Work instructions:
Write out every entry precisely as given, leaving the pictures out.

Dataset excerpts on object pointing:
□ □ □ □ □ □ □
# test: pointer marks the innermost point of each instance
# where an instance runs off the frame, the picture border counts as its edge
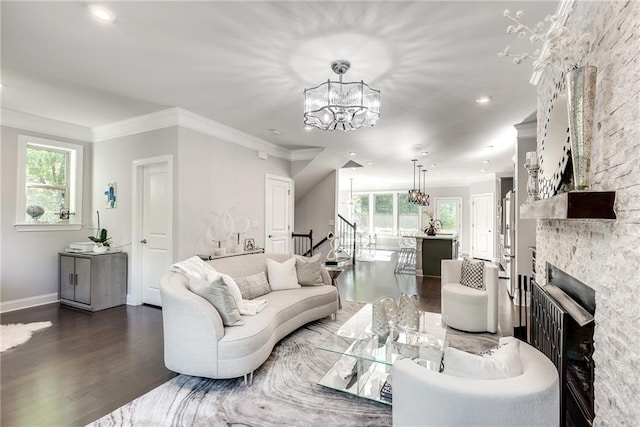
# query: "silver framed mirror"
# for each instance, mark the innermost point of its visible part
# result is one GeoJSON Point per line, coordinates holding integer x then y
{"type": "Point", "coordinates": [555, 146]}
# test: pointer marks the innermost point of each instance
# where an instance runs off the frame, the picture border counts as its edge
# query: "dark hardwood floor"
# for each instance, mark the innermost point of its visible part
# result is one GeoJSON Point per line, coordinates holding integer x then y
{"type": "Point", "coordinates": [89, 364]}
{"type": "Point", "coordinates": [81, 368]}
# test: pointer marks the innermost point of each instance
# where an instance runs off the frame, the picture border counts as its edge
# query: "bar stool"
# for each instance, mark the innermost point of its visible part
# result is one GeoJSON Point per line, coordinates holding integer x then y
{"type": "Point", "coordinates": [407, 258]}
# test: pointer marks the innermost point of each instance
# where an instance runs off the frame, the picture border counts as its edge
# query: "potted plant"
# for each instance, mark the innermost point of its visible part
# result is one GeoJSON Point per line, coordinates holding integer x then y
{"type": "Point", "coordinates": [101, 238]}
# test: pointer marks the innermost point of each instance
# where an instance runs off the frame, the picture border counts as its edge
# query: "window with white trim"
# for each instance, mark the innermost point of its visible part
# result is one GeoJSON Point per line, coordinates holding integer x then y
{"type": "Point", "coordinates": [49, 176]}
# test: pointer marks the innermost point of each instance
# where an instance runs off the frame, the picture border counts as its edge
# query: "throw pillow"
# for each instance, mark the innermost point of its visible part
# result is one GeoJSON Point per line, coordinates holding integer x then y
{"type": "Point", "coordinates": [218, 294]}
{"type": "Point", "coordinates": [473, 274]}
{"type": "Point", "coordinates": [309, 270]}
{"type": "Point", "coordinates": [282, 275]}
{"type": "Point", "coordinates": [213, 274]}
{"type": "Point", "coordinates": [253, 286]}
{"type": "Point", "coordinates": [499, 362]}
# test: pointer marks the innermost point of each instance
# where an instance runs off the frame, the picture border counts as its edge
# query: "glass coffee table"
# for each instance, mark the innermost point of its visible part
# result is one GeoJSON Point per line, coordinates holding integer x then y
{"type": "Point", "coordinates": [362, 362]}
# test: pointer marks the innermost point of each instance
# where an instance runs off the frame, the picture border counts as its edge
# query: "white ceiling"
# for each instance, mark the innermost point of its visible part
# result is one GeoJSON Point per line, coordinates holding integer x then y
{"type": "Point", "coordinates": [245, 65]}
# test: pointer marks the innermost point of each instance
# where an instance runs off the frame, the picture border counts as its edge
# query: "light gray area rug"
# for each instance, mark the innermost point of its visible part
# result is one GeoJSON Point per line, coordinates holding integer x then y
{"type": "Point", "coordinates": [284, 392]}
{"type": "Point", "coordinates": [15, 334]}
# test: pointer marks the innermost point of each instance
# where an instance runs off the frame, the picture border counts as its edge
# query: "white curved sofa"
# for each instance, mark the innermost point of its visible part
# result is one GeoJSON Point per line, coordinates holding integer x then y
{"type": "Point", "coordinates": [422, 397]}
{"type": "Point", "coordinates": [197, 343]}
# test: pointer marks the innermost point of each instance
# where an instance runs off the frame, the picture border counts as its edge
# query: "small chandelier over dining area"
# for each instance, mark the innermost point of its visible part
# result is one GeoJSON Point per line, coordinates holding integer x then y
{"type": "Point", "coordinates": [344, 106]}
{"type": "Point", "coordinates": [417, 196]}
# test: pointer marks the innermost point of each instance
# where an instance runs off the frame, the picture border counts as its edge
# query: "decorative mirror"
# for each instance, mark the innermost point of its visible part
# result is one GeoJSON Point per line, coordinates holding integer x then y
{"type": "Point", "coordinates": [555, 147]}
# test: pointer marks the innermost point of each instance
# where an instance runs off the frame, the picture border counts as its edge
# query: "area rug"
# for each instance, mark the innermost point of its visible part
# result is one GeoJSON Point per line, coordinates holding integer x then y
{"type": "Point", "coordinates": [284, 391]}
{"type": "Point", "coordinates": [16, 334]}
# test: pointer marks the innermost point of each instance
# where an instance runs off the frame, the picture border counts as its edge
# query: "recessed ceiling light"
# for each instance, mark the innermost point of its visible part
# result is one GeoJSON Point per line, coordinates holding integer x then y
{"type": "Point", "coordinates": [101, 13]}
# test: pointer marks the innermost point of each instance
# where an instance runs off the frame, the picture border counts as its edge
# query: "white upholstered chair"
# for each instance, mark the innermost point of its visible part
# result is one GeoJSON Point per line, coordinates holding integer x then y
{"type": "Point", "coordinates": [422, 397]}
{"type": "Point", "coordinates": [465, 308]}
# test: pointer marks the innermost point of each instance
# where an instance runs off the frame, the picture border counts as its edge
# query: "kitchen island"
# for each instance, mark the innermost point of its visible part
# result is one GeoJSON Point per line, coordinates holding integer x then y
□ □ □ □ □ □ □
Answer for the task:
# test: pointer marks the innermost point of each instance
# where an instance runs off the frame, the picture border counts as its edge
# query: "silver framed mirror"
# for each instance, mark the innermost point of its visible part
# result is one GeoJSON Point per line, coordinates holding integer x then y
{"type": "Point", "coordinates": [555, 146]}
# test: pointer marks the innermost point of each instance
# where an instance runs off the frame, the picture border counts as its edge
# query: "dark hardwood floor"
# for each instance, mark the innermost point of its visible part
# result is one GeoJSON Point per line, coordinates holding integer x then y
{"type": "Point", "coordinates": [89, 364]}
{"type": "Point", "coordinates": [81, 368]}
# test: pointer marks the innermost point of each instance
# where an instance runs off the frame, the picture border counts as its edge
# query: "bar stool"
# for each instance, mark the innermost point of its visible part
# result is one GeoJSON Point per line, coordinates holding integer x then y
{"type": "Point", "coordinates": [407, 258]}
# test: pointer marks the innermost point of each instance
# where an instance runs off the frame, the picture border counts as its edge
# query: "potted plant"
# for each instance, mark the innermost point of its visible part
# result is one GeoJSON Point per line, coordinates holding integer x then y
{"type": "Point", "coordinates": [101, 238]}
# test: pointer marks the innermost point of each instance
# where an instance runs off the frame, the picture border counts as its edge
# query: "window with white trim"
# for each instance, mark the innermost point of its visible part
# result is one GeoJSON Point per line, coordinates holding integer x then y
{"type": "Point", "coordinates": [49, 176]}
# test: pointer marks the innermost point of each instance
# where an instance runs off the frame, the picture border counts as its edge
# query: "throw pillow"
# for each instance, mark the innermost point of its visible part
# result is one GeoJSON Point per line, coordinates holding integer x then y
{"type": "Point", "coordinates": [218, 294]}
{"type": "Point", "coordinates": [473, 274]}
{"type": "Point", "coordinates": [309, 270]}
{"type": "Point", "coordinates": [282, 275]}
{"type": "Point", "coordinates": [213, 274]}
{"type": "Point", "coordinates": [253, 286]}
{"type": "Point", "coordinates": [499, 362]}
# test: pointer marks the innermost point of each instance
# where an instance runs off the frame, the picture border counts as its edge
# query: "glass coffee table"
# for each instance, mark the innermost point of its visible part
# result is one GeoJSON Point per line, coordinates holding integer x then y
{"type": "Point", "coordinates": [362, 362]}
# test: pointer marks the innermost point of each instance
# where an instance runs off the frame, the picture border counts as its edge
# query: "white ceiling"
# for each instance, mark the innermost point of its visible part
# result is one GeoJSON Point per line, coordinates holding integer x then y
{"type": "Point", "coordinates": [245, 65]}
# test: pointer marks the innermost point of each instance
# where an instance runs off the frame, the picture border counts as its edge
# query: "light gray area rug"
# for each instance, mark the innermost point of its visible part
# result is one GeoJSON Point per line, coordinates holding integer x then y
{"type": "Point", "coordinates": [284, 392]}
{"type": "Point", "coordinates": [15, 334]}
# test: pointer marks the innermost point of each instance
# where an instance runs off the frame, the picture border counts as its edge
# query: "white curved sofa"
# for each instance, mark the innermost point of its visible part
# result is one GeoJSON Point per line, coordinates holding integer x then y
{"type": "Point", "coordinates": [422, 397]}
{"type": "Point", "coordinates": [197, 343]}
# test: pointer marks the innermost point of each instance
# where an instance runs off the frame, the picture border counts as its edge
# query: "small chandelier over dining area"
# for each instance, mark the innermost point of its visible part
# result is one GeoJSON Point per line, coordinates holding integer x then y
{"type": "Point", "coordinates": [344, 106]}
{"type": "Point", "coordinates": [417, 196]}
# test: pointer marks the innermost point of each instance
# where an instance runs off the frame, the picture border counts as its edge
# query: "decorative mirror"
# for each instance, mark the innermost point of its visible part
# result is one GeoJSON Point per line, coordinates holding integer x then y
{"type": "Point", "coordinates": [555, 147]}
# test: pointer marks the innermost point of each instance
# where an instance runs off the frame, the picture border counts as its edge
# query: "area rug"
# for each instance, mark the innermost point of its visible part
# result is one GeoJSON Point per line, coordinates holding integer x then y
{"type": "Point", "coordinates": [284, 391]}
{"type": "Point", "coordinates": [16, 334]}
# test: pointer marks the innermost point of each instance
# where an instance runs off the frame, the picture border counts as its edge
# query: "recessed ceiling light"
# for each instance, mark the innermost point of its visible part
# result is one GeoJSON Point per line, coordinates holding integer x then y
{"type": "Point", "coordinates": [101, 13]}
# test: pointer marks the innermost point of each instance
# where an instance runs off the frame, the picture border counts as its edge
# query: "white upholstered chair"
# for each instance, mark the innermost point of its visible part
# result is one GeoJSON Point per line, coordinates holding integer x then y
{"type": "Point", "coordinates": [422, 397]}
{"type": "Point", "coordinates": [465, 308]}
# test: pointer marks the innermost point of each instance
# where an instance runs off the frame, the picture border counts as its edge
# query: "kitchen island"
# for each instance, mark the innermost point of its visible part
# result is one GeoJSON Point per line, coordinates holding integer x then y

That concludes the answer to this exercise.